Quando nasci
um anjo esbelto,
desses que tocam trombeta, anunciou:
vai carregar bandeira.
Cargo muito pesado pra mulher,
esta espécie ainda envergonhada.
Aceito os subterfúgios que me cabem,
sem precisar mentir.
Não tão feia que não possa casar,
acho o Rio de Janeiro uma beleza e
ora sim, ora não, creio em parto sem dor.
Mas, o que sinto escrevo. Cumpro a sina.
Inauguro linhagens, fundo reinos
— dor não é amargura.
Minha tristeza não tem pedigree,
já a minha vontade de alegria,
sua raiz vai ao meu mil avô.
Vai ser coxo na vida, é maldição pra homem.
Mulher é desdobrável. Eu sou.
Adélia Prado. “Licença poética”.
Meditação:
O que significa ser mulher? Como falar desta experiência existencial tão forte, vivida pela metade da humanidade? Para nos ajudar a refletir sobre essas questões, o Passo a Pensar de hoje nos propõe o texto “Licença poética”, da poeta e escritora Adélia Prado. Escutemos o que ela nos diz:
Adélia Prado não apresenta definições sobre o que é ser mulher. Mas, com a beleza da poesia, fala de sua experiência. Logo de entrada, fala do anúncio de uma novidade, feliz e ainda pesada: ser porta-bandeiras! Quais são as bandeiras que as mulheres carregam em nossos dias? Temos consciência do peso dessas bandeiras e da necessidade de companhia?

EXERCÍCIO PROPOSTO 1: Transcreva do texto sobre “Licença poética” o trecho que vai de "Mas, o que sinto" a "maldição pra homem.".
EXERCÍCIO PROPOSTO 2:
Responda com base no texto sobre “Licença poética”:
(a) Segundo o poema, o que anunciou o anjo esbelto?
(b) De acordo com o poema, o que a tristeza não tem?
(c) Na meditação, quem propõe o texto “Licença poética”?

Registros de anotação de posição
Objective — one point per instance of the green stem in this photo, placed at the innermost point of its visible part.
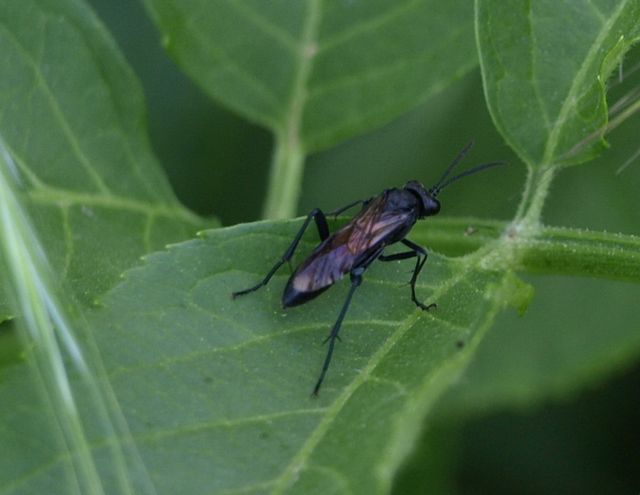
(285, 179)
(535, 193)
(554, 250)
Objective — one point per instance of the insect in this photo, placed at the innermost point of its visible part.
(383, 220)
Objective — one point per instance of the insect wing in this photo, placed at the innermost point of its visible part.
(376, 225)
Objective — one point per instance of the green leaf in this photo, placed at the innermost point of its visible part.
(226, 382)
(545, 65)
(73, 120)
(318, 71)
(576, 333)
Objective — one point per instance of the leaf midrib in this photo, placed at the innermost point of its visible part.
(304, 453)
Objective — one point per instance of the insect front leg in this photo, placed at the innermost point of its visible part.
(323, 231)
(356, 280)
(420, 254)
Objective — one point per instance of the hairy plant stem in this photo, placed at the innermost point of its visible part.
(285, 179)
(535, 192)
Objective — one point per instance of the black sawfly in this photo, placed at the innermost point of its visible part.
(383, 220)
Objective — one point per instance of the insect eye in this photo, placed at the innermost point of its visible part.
(433, 207)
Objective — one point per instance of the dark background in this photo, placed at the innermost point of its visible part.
(218, 164)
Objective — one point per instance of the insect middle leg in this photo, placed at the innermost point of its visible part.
(356, 280)
(323, 231)
(420, 254)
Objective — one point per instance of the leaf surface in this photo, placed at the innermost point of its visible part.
(319, 72)
(210, 384)
(545, 66)
(72, 117)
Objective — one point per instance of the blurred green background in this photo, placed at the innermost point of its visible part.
(583, 435)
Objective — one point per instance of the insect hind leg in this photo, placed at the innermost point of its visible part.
(420, 254)
(323, 231)
(356, 280)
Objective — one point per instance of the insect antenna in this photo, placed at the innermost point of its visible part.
(440, 186)
(452, 165)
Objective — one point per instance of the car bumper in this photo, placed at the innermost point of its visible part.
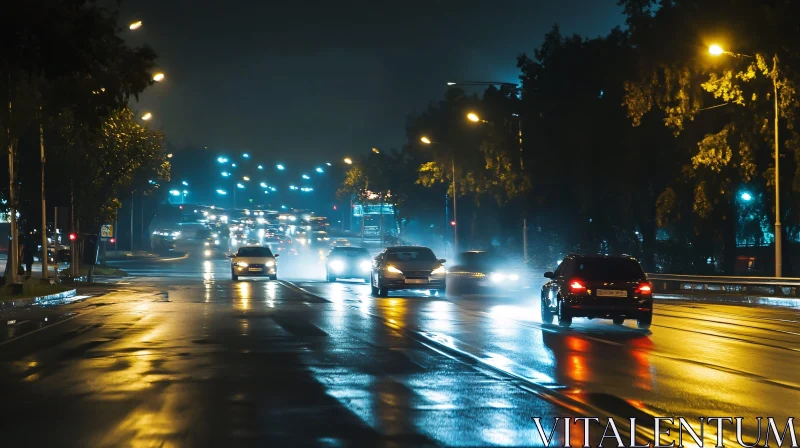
(402, 284)
(246, 272)
(608, 308)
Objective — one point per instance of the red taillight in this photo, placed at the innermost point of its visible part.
(575, 286)
(644, 288)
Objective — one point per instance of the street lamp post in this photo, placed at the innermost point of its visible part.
(428, 141)
(717, 50)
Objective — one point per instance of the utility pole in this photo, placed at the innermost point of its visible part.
(44, 204)
(13, 251)
(778, 253)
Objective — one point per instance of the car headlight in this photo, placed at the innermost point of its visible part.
(393, 270)
(497, 277)
(336, 265)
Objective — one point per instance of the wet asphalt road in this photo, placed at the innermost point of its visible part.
(179, 355)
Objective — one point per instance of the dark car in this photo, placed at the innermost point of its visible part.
(477, 271)
(598, 287)
(348, 262)
(408, 267)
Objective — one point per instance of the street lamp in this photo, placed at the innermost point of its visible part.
(454, 223)
(717, 50)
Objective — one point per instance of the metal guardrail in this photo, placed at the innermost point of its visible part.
(699, 284)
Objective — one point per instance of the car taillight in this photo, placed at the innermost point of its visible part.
(644, 288)
(576, 286)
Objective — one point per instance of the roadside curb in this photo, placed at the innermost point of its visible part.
(41, 300)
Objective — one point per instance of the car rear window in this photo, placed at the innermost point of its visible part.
(599, 269)
(350, 252)
(254, 252)
(411, 254)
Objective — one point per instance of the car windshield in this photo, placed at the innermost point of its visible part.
(349, 252)
(611, 269)
(254, 252)
(411, 254)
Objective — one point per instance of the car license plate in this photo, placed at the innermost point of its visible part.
(416, 281)
(611, 293)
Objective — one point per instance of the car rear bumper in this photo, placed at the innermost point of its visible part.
(608, 308)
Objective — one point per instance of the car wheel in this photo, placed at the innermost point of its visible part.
(564, 319)
(547, 315)
(645, 321)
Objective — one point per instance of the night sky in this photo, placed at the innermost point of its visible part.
(317, 79)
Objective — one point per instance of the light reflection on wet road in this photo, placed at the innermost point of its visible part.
(183, 356)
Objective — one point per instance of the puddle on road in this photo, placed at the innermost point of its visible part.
(22, 324)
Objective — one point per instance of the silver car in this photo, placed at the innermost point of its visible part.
(407, 267)
(254, 261)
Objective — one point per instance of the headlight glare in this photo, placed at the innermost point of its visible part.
(393, 269)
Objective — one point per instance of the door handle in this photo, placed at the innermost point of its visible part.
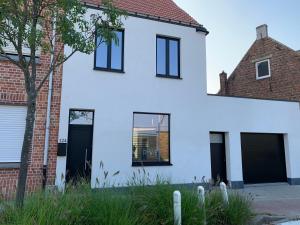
(85, 158)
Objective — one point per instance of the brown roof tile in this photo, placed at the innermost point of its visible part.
(163, 9)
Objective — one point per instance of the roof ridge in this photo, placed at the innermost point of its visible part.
(164, 10)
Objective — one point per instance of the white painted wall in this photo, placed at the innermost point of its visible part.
(115, 97)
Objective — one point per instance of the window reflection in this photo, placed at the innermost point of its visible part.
(150, 138)
(78, 117)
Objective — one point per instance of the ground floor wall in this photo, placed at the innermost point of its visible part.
(190, 127)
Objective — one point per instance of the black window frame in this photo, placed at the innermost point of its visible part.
(168, 75)
(257, 69)
(109, 49)
(143, 164)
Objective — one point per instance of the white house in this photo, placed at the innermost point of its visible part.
(144, 104)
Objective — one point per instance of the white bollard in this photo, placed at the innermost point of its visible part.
(177, 207)
(224, 192)
(201, 195)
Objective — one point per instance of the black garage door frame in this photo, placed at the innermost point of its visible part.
(263, 158)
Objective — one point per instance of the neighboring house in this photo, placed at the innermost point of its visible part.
(12, 127)
(268, 70)
(143, 104)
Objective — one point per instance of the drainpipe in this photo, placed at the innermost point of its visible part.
(48, 116)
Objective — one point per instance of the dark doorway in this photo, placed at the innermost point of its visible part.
(79, 155)
(263, 158)
(218, 157)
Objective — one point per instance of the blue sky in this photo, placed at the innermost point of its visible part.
(232, 24)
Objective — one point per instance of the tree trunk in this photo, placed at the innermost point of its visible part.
(27, 144)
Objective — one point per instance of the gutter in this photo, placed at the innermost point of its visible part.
(48, 116)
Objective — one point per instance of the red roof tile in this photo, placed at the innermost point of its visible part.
(163, 9)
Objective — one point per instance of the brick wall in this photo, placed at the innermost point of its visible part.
(284, 83)
(12, 92)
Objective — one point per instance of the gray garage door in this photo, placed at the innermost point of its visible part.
(263, 158)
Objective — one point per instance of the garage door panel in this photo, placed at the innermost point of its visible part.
(263, 158)
(12, 128)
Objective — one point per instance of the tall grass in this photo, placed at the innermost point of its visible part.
(137, 205)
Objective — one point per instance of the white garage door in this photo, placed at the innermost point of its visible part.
(12, 127)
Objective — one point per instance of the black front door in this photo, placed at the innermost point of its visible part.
(79, 156)
(218, 157)
(263, 158)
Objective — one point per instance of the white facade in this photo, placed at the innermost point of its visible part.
(115, 96)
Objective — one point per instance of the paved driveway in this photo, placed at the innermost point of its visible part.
(275, 199)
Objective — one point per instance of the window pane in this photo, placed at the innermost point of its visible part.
(116, 52)
(161, 56)
(101, 54)
(263, 69)
(150, 138)
(81, 117)
(173, 46)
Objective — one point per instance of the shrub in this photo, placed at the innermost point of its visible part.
(157, 202)
(145, 204)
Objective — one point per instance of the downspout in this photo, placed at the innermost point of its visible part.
(48, 116)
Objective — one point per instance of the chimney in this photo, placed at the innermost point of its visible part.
(261, 31)
(223, 83)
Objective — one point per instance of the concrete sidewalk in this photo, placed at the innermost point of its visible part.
(275, 199)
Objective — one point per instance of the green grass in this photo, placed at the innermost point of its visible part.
(142, 205)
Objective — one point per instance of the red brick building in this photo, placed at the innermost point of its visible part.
(269, 70)
(12, 126)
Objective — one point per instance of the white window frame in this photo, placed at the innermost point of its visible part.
(256, 67)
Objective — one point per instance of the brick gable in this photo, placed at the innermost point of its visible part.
(12, 92)
(284, 83)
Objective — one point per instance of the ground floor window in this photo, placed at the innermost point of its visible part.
(151, 139)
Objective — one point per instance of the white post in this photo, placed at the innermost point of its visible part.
(201, 195)
(224, 192)
(177, 207)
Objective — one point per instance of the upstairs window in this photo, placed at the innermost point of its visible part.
(151, 139)
(110, 56)
(167, 57)
(263, 69)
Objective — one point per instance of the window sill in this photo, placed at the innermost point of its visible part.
(263, 77)
(169, 77)
(8, 165)
(146, 164)
(109, 70)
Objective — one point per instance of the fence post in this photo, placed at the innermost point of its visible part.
(177, 207)
(224, 192)
(201, 196)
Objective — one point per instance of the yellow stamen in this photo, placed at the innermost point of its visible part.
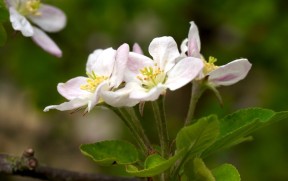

RESPOSTA ESPERADA 1:
Mas, o que sinto escrevo. Cumpro a sina.
Inauguro linhagens, fundo reinos
— dor não é amargura.
Minha tristeza não tem pedigree,
já a minha vontade de alegria,
sua raiz vai ao meu mil avô.
Vai ser coxo na vida, é maldição pra homem.

RESPOSTA ESPERADA 2:
(a) Anunciou: “vai carregar bandeira”.
(b) A tristeza não tem pedigree.
(c) O Passo a Pensar de hoje.